## Aufgabe 1:
Prüfe, ob die Aussagen (a) bis (c) mit dem Text zur Direktprojektion aus dem PC übereinstimmen. Antworte jeweils mit Ja oder Nein und zitiere die entscheidenden Worte aus dem Text wörtlich.
(a) Ein einmal geschriebener Text muss nur geändert oder neu formatiert werden, um als neu zu gelten.
(b) Bewegtbilder lassen sich nicht über Disketten präsentieren.
(c) Beim Protokollieren von Arbeitsergebnissen steht der PC unter anderem für die Tafel.
## Aufgabe 2:
Gib einen Abschnitt aus dem Text zur Direktprojektion aus dem PC wieder und ersetze darin „Grafikprogramme“ durch „Zeichenprogramme“. Beginne bei den Worten „- Anbringen von“ und höre nach „zugänglich zu machen.“ auf.
## Aufgabe 3:
Schreibe den Text zur Direktprojektion aus dem PC bitte an der Stelle weiter, an der er endet.

## Vorliegender Text:
>>

Direktprojektion aus dem PC möglich

Vorhandene Texte und Zeichnungen sind auch sehr schnell zu "formatieren".

Mit einem geeigneten Textsystem ist es mit wenigen Befehlen möglich, einen Text in eine beliebige Spaltenbreite (zum Beispiel für die Zeitung) umzusetzen, so daß ein einmal geschriebener Text eigentlich nur noch geändert oder neu formatiert werden muß, um als "neu" eingestuft zu werden.

Wer sich im Laufe der Zeit eine gewisse Wissenssammlung zugelegt hat, wird erst vollen Nutzen daraus ziehen, wenn er die nach und nach aufkommenden Großbildprojektoren oder ein Videosystem mit Monitoren einsetzen kann.

Damit wird bei entsprechend gelockerter Aufbereitung der bereits vorhandenen Texte eine Direktprojektion aus dem PC möglich, die alle nur erdenklichen Freiheitsgrade der Gestaltung von Vorlesung, Seminar oder Unterricht bei weitem übertreffen:

- Präsentation des Lehrstoffs mit PC

- Protokollieren von Arbeitsergebnissen, wichtigen Absprachen, Aufgaben usw. (PC=Tafel, Tageslichtprojektor, Flipchart)

- Aufruf von ähnlichen Lösungen, die lediglich geändert oder erweitert werden

- Anbringen von Farbe an die soeben zu besprechende Stelle im Text oder auf einer Zeichnung.

Bewegtbilder aus Disketten

Nicht unerwähnt soll bleiben, daß es ohne weiteres auch möglich ist, Bewegtbilder über Disketten zu präsentieren, wie dies heute vielfach bei DEMO-Disketten über Software, neue Produkte und Beschreibung neuer Anwendungen der Fall ist. Es können auch entsprechende Grafikprogramme eingesetzt werden die den bildhaften Gestaltungsraum erweitern.

Es ist vielfach üblich , den Auszubildenden irgendwelche Unterlagen zur Vertiefung und Wiederholung des Gelernten zugänglich zu machen.

<<

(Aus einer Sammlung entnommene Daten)
>>

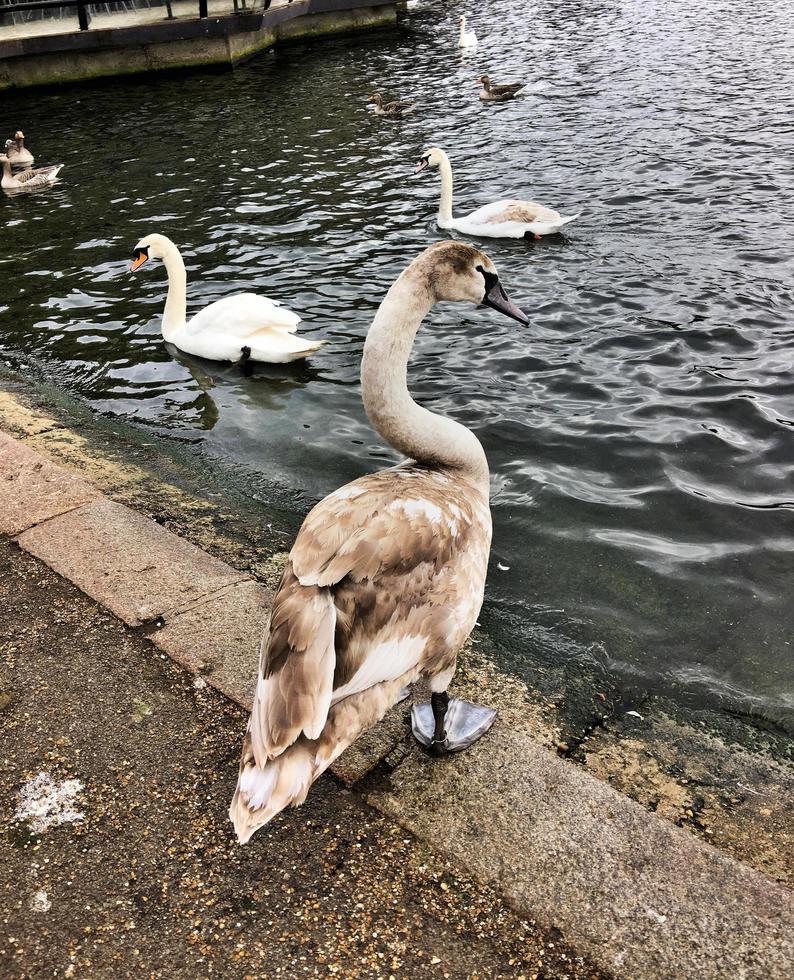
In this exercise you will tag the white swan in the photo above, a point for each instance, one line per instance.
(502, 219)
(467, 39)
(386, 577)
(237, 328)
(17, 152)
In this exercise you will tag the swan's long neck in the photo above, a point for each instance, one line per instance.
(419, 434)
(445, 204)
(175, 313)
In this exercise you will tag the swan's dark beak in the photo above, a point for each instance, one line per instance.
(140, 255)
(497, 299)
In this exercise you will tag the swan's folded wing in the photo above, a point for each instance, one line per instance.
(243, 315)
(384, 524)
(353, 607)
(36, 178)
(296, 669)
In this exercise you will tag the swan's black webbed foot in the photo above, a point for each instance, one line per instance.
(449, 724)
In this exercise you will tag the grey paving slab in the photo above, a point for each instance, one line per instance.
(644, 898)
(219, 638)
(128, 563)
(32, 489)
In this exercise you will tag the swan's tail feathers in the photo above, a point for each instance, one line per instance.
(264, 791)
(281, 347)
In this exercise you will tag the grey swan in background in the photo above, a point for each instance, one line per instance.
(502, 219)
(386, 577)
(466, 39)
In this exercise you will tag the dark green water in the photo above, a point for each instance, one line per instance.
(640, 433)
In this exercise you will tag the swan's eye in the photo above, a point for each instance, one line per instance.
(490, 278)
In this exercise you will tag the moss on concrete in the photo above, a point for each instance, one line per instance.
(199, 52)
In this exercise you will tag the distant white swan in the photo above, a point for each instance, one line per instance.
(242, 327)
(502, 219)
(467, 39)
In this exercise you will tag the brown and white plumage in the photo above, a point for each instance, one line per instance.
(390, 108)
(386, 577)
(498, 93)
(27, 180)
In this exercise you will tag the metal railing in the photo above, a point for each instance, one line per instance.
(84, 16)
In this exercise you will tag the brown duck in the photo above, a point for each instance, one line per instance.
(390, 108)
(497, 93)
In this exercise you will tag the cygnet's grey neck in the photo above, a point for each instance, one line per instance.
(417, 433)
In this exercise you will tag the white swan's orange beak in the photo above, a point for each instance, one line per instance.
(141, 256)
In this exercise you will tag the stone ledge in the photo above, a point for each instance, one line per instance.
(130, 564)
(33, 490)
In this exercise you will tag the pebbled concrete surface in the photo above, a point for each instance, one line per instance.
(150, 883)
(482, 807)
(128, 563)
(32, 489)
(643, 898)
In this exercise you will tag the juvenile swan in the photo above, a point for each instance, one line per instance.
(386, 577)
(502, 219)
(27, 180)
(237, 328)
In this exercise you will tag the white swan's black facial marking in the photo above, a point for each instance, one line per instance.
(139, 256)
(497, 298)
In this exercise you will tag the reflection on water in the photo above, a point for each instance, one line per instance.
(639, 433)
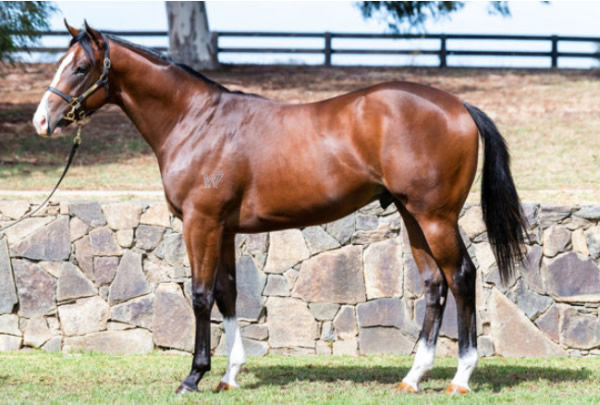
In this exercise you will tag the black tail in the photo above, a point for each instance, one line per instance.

<<
>>

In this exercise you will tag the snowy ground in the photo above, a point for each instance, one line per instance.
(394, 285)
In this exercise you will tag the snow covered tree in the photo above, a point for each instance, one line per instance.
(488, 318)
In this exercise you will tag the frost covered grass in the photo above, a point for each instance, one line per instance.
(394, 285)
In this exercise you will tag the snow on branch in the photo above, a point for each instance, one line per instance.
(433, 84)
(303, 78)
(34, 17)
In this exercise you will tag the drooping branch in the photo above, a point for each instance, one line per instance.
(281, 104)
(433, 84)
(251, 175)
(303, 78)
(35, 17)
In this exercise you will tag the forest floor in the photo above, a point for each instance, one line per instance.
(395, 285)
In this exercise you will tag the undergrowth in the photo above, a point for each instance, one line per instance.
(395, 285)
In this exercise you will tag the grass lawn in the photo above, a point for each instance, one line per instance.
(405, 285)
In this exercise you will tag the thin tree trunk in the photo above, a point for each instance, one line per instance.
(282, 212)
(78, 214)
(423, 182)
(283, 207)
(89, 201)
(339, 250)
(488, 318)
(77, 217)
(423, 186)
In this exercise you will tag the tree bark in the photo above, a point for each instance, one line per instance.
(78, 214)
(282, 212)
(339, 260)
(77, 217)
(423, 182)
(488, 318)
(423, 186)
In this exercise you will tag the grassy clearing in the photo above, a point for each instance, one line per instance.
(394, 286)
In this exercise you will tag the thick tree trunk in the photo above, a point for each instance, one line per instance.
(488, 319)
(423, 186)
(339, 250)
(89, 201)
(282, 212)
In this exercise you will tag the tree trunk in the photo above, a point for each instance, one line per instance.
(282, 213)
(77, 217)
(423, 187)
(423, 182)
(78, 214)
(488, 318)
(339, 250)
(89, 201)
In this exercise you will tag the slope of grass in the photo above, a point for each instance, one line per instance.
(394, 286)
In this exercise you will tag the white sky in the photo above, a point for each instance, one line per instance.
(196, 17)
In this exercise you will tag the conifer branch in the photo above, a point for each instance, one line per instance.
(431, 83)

<<
>>

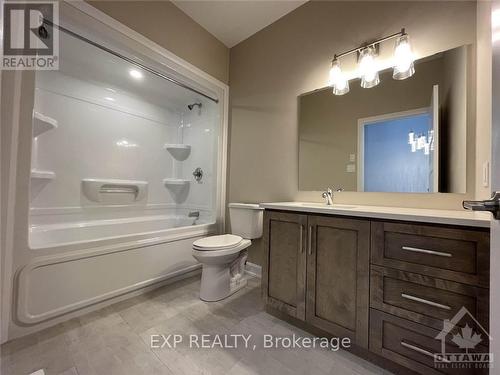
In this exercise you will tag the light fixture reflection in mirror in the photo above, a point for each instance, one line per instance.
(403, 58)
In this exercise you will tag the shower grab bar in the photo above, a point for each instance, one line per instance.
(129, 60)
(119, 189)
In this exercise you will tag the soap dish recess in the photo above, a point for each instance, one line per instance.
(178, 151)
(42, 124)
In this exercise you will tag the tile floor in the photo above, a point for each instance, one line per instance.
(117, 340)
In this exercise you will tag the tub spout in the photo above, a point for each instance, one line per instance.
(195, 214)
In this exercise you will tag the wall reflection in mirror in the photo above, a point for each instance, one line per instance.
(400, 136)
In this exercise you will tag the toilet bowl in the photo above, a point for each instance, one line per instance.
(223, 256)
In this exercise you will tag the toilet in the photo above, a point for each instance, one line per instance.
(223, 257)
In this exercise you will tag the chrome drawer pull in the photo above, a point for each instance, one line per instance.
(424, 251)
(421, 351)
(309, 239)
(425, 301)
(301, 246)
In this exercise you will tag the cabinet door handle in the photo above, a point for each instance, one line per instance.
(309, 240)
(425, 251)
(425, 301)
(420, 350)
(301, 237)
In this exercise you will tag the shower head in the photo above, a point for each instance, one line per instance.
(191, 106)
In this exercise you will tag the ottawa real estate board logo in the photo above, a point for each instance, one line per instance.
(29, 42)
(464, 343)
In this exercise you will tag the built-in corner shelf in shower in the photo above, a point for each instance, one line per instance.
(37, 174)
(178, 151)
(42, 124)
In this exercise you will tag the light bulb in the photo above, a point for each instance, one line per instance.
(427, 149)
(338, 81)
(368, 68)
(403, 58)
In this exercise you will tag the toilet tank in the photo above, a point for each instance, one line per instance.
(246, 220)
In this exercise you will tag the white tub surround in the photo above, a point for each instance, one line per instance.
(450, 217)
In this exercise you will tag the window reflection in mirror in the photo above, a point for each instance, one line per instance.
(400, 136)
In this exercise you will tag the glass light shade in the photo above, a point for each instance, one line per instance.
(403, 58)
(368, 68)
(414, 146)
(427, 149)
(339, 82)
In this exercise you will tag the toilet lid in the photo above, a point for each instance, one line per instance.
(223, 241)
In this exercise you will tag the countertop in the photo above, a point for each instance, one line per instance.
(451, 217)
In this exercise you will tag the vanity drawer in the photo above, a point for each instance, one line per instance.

<<

## Ergebnis 1:
(a) Ja: „so daß ein einmal geschriebener Text eigentlich nur noch geändert oder neu formatiert werden muß, um als "neu" eingestuft zu werden“
(b) Nein: „daß es ohne weiteres auch möglich ist, Bewegtbilder über Disketten zu präsentieren“
(c) Ja: „(PC=Tafel, Tageslichtprojektor, Flipchart)“

## Ergebnis 2:
- Anbringen von Farbe an die soeben zu besprechende Stelle im Text oder auf einer Zeichnung.

Bewegtbilder aus Disketten

Nicht unerwähnt soll bleiben, daß es ohne weiteres auch möglich ist, Bewegtbilder über Disketten zu präsentieren, wie dies heute vielfach bei DEMO-Disketten über Software, neue Produkte und Beschreibung neuer Anwendungen der Fall ist. Es können auch entsprechende Zeichenprogramme eingesetzt werden die den bildhaften Gestaltungsraum erweitern.

Es ist vielfach üblich , den Auszubildenden irgendwelche Unterlagen zur Vertiefung und Wiederholung des Gelernten zugänglich zu machen.

## Ergebnis 3:
Dies kann auf folgende Weise geschehen, wenn die mit Steuerzeichen (zum Beispiel für Farbe) versehenen Texte mit dem Computer über ein "Umsetzprogramm" für den anschließenden Druck bereinigt werden. Wer einige Zeit Erfahrung gesammelt hat, wird dieses aus Editier-Befehlen bestehende Umsetzprogramm selbst erstellen können.

Der einmalige Entwurf einer Titelmaske mit genauer Seitenaufteilung, ein pro Datei notwendiger Aufruf des Umsetzprogramms für den Druck sowie das Eingeben einiger Befehle zum Aufruf der Dateien zum Ausdrucken sind die einzigen Arbeiten, um jedes beliebige Manuskript ausdrucken zu können.

Besonders vorteilhaft ist die Seiteneinteilung mit der Abbildung von jeweils drei Bildschirmseiten pro Druckseite, die außerdem automatisch mit einer Kopf- und Fußzeile sowie mit Datum und einer fortlaufenden Nummer versehen wird.

Kreative Gestaltung für Vorlesung

Diese Handreichung ist also ein Manuskript - wenn auch nicht in der üblichen Form, das jeweils mit dem ständig gepflegten aktuellsten Stand in Druck geht, vor der Behandlung des Stoffes verfügbar ist und während der Vorlesung vom Teilnehmer erweitert und ergänzt werden kann.

In Gesprächen über diese Art der Wissensdarbietung kommt sofort die Frage auf, ob noch ein genügend großer Freiraum für kreative Gestaltung von Vorlesung und Seminar verbleibt.

Nach einiger Übung lassen sich Texte genauso schnell wie jemand auf eine Tafel schreibt und zeichnet am PC eintippen - dabei ist nicht zu übersehen, daß der letzte weggewischte Tafelinhalt für spätere Bearbeitung jeweils auf der Diskette abgespeichert ist.

Es bietet sich sogar regelrecht an, gewisse Absprachen, Regelungen sowie Vorbereitungen auf Veranstaltungen interaktiv während Vorlesung, Seminar oder Unterricht für alle sichtbar festzuhalten, um diese Texte bei Bedarf jederzeit wieder aufrufen zu können (Gruppeneinteilung, Aufgaben, Aufgabenzuordnung).

Tastatur zur Wissenspräsentation

Oft schleichen sich Tippfehler ein oder eine noch nicht umfassende Angabe liegt vor. Mit Geschick können diese Änderungen während des Besprechens vorgenommen werden. Statt einer "Kunstpause" wird ausdrücklich darauf hingewiesen und damit sogar Aufmerksamkeit erweckt.

Wer die Tastatur auf dem Rednerpult legt und den Bildschirm einsehbar daneben plaziert, kann dies alles im Stehen durchführen, ohne beim Schreiben in "Tauchstation" gehen zu müssen! Und seinen Zuhörerkreis aus den Augen zu verlieren!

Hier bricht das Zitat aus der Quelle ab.